Rewrite the rows below, swapping every instance of "braided pastry" for "twisted loaf" and leaving everything else as it is. Omit the pictures from your answer.

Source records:
□ □ □ □
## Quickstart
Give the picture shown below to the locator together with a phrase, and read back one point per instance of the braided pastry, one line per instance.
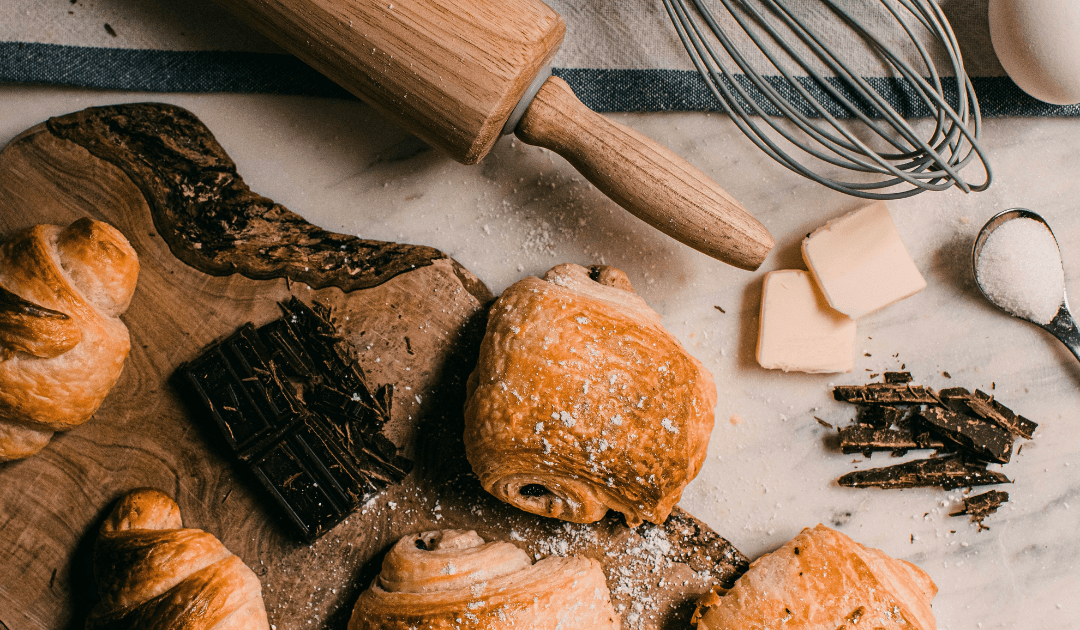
(62, 343)
(582, 402)
(151, 573)
(451, 579)
(823, 580)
□ □ □ □
-- Answer to this problem --
## Quickstart
Give the picture shown below to the locator together with a phrase, and read back one point per instance of the twisted loaf, one line per instance.
(62, 343)
(582, 402)
(151, 573)
(451, 579)
(823, 580)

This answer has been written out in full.